EXERCISE ▸ Repeat the data that follows, word for word, without the images.

begin INPUT

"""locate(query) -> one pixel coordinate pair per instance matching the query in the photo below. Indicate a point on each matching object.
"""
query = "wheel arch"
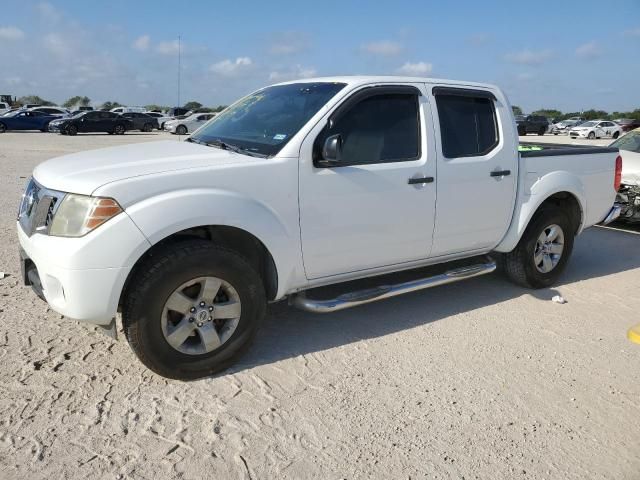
(562, 191)
(233, 238)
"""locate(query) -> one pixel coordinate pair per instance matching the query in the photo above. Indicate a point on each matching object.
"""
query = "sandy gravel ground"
(477, 380)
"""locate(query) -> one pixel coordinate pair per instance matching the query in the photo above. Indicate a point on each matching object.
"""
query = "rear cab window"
(468, 121)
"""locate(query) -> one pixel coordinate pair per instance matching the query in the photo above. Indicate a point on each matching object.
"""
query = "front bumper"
(613, 214)
(82, 278)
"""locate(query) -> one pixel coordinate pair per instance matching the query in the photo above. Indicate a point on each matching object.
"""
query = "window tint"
(468, 125)
(382, 128)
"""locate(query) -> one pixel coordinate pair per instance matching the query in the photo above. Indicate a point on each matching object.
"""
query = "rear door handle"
(413, 181)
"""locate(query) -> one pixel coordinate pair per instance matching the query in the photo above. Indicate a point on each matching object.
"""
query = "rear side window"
(468, 125)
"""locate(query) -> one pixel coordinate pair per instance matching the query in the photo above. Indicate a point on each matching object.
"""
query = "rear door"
(477, 168)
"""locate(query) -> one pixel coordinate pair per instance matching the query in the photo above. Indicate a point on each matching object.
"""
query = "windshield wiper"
(232, 148)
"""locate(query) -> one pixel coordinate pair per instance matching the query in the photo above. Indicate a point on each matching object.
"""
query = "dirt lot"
(474, 380)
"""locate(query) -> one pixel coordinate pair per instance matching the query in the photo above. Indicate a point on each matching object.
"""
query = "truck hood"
(84, 172)
(630, 167)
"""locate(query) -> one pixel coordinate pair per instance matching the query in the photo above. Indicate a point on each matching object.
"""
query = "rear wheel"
(192, 309)
(542, 253)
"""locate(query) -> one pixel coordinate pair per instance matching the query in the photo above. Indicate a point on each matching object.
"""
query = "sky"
(566, 55)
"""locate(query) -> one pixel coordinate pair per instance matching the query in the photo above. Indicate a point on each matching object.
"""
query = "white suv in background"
(189, 124)
(596, 129)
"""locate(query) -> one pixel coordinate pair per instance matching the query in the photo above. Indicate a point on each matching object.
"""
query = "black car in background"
(93, 121)
(533, 124)
(141, 121)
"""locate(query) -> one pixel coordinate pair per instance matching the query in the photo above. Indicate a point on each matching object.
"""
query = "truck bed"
(531, 149)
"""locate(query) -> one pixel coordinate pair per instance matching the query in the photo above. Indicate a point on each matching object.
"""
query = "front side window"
(265, 121)
(468, 125)
(379, 129)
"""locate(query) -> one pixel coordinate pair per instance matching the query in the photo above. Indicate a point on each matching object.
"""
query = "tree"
(77, 100)
(35, 99)
(192, 105)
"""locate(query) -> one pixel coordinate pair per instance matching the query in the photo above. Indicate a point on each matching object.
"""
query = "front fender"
(534, 192)
(161, 216)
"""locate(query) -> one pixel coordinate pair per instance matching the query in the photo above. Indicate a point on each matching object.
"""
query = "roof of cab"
(356, 80)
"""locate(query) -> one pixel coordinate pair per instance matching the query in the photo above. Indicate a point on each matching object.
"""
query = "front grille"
(37, 208)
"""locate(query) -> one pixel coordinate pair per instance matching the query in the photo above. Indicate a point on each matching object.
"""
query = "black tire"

end INPUT

PROBLEM SOLUTION ▸
"""locate(query) -> one pixel coordinate pair per instance matching the query in the photo below. Indicate a point on each matching object.
"""
query = "wheel arch"
(562, 191)
(233, 238)
"""locate(query) -> one pixel coordinate pair per instance matching the query in the photo above. Indicate a point on each matching object.
"""
query = "sandy gravel ground"
(477, 380)
"""locate(query) -> one pixel coordinate pair per instance matching the query in the photo above. Indicate a point on each matching object.
"""
query = "rear cab window"
(468, 121)
"""locate(query) -> one pixel coordinate pair per instance matching the query in the photo above. Indicate a point on each matching object.
"""
query = "front bumper"
(613, 214)
(82, 278)
"""locate(query) -> one pixel coordinate pair per instance matching the query in the photo above. Indicate a point on each matching object.
"""
query = "window tint"
(468, 125)
(382, 128)
"""locate(query) -> one pixel coordinate pair per instance matching the query in the photo above. Indicate a point on each matching object.
"""
query = "rear door handle"
(413, 181)
"""locate(query) -> one pixel coordinate pair per instance matching the query in the photo above. Indicate a point on each matching object.
"""
query = "rear side window"
(468, 125)
"""locate(query) -> one pixel coordinate pair per instance matching the query in the photo above. Indicate a point on each matching object.
"""
query = "rear door"
(477, 168)
"""locate(query) -> one pixel coordinate pair per instance matching the query in the photo above. Indicate a point on each matching object.
"""
query = "windshield wiper"
(232, 148)
"""locate(query) -> one pixel coordinate pair per instance matching the query in the photo above. Indicate a point on each matching object.
"""
query = "dirt lot"
(474, 380)
"""locate(query) -> one pixel coordinate pair per instance matching the query in the photo above. Indicate a point on each matching object.
"""
query = "truck hood"
(84, 172)
(630, 167)
"""locate(query) -> one pixel coordinate pair per instance matching the query in the photo above. Indicate a point on each matching object.
"""
query = "rear wheel"
(192, 309)
(542, 253)
"""locate(query) -> one pixel coordinate pair per instance matching the query in the photo above. Indicate a point on each matching object.
"""
query = "sky"
(566, 55)
"""locate(query) -> one pixel coordinate pair per instance matching the query in the photo above. Indicate a point on each matching object.
"""
query = "white suv in background"
(189, 124)
(596, 129)
"""locate(query) -> one pixel coordinate pair per instance matching the query in the photo above. Indicate a point on each matching object.
"""
query = "black car in background"
(93, 121)
(533, 124)
(141, 121)
"""locate(query) -> one pixel coordinate pair per instance matching the query in the photo above. Indicate a point on each matching object.
"""
query = "truck bed"
(531, 149)
"""locate(query) -> one pixel coordinate pair per instance matching the query in the photo above. Indicate a point on each matching object.
"""
query = "front side window"
(265, 121)
(468, 125)
(379, 129)
"""locate(query) -> one pixel coordinate pair per instance matching the query in the photo above. Indicate a point on each matching object.
"""
query = "tree"
(77, 100)
(35, 99)
(192, 105)
"""locate(query) -> one pixel coordinate pair per instance matching the query in the photo above. Indicate a point on each matching object.
"""
query = "front fender"
(534, 192)
(161, 216)
"""locate(query) -> one pixel coordinate pair per instance matching the query in the photo above. Indicate a point on each matching object.
"""
query = "roof of cab"
(356, 80)
"""locate(query) -> one pixel coordinate pair per instance matching the query in the photo above. Indicate a point on each matching object.
"""
query = "front grille"
(37, 208)
"""locate(query) -> one pixel coordinate pair per instance matching the query in the photo above. Indicate a point on each matching object.
"""
query = "black tire"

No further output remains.